- **PROBLEMS TO SOLVE**
A: In the passage on Potamo of Alexandria, in whose age does the Suda say Potamo lived?
B: Say whether each statement agrees with the passage on Potamo of Alexandria, giving yes or no and quoting the deciding words: (i) Diogenes Laërtius says Potamo created an eclectic sect "not long ago." (ii) The Suda places Potamo in the 2nd century CE. (iii) Potamo is described as a Roman-era Greek philosopher.
C: Carry on the passage about Potamo of Alexandria from its last sentence.
[SOURCE PASSAGE Boundary: Start]
= Potamo of Alexandria =

Roman-era Greek philosopher

Potamo (or Potamon) of Alexandria (Ποτάμων ὁ Ἀλεξανδρεύς) was an eclectic philosopher who lived in the Roman era. According to Diogenes Laërtius, Potamo had "not long ago" created an eclectic sect of philosophy, which would mean that he lived sometime around the 2nd century CE. However, the Suda says that Potamo lived in the age of Augustus (late 1st century BC) which, if true, would mean that Laërtius probably copied a statement, without alteration, from an earlier writer.
[SOURCE PASSAGE Boundary: End]
[ENTRIES SUPPLIED Boundary: Start]
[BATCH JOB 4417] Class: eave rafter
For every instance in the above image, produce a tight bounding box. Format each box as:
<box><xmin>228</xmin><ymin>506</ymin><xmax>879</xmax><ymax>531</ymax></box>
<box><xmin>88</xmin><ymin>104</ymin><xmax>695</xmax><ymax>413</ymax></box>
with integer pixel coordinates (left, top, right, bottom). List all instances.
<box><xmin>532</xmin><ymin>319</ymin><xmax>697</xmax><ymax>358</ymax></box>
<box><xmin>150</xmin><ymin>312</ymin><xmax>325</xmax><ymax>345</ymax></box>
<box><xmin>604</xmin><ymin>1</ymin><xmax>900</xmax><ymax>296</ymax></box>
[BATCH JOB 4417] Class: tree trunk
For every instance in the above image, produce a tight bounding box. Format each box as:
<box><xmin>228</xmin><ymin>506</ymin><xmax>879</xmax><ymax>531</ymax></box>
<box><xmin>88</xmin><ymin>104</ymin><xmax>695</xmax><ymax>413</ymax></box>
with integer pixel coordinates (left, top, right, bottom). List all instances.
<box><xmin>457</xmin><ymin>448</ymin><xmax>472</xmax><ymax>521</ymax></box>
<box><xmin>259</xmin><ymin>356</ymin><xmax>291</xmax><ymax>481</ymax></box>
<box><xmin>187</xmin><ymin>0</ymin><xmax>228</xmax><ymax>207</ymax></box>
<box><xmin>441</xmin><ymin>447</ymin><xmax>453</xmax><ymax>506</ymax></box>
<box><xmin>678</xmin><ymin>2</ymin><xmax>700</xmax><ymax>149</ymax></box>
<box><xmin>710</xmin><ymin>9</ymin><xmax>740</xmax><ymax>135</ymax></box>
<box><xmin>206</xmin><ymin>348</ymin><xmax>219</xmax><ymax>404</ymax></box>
[ENTRIES SUPPLIED Boundary: End]
- **ANSWERS**
A: The age of Augustus (late 1st century BC).

B:
(i) Yes: "According to Diogenes Laërtius, Potamo had "not long ago" created an eclectic sect of philosophy"
(ii) No: "the Suda says that Potamo lived in the age of Augustus (late 1st century BC)"
(iii) Yes: "Roman-era Greek philosopher"

C:
According to Laërtius he combined doctrines derived from the various philosophy schools (Platonism, Peripateticism, Stoicism, etc.) together with original views of his own. According to the Suda he wrote a commentary on the Republic of Plato. Diogenes Laërtius provides us with some details concerning his philosophical views:
He himself states in his Elements of Philosophy, he takes as criteria of truth (1) that by which the judgement is formed, namely, the ruling principle of the soul; (2) the instrument used, for instance the most accurate perception. His universal principles are matter and the efficient cause, quality, and place; for that out of which and that by which a thing is made, as well as the quality with which and the place in which it is made, are principles. The end to which he refers all actions is life made perfect in all virtue, natural advantages of body and environment being indispensable to its attainment.

There is no reason to associate him with the Potamo mentioned by Porphyry in his Life of Plotinus.

==Bibliography==
- Myrto Hatzimachali (2011). "Potamo of Alexandria and the Emergence of Eclecticism in Late Hellenistic Philosophy"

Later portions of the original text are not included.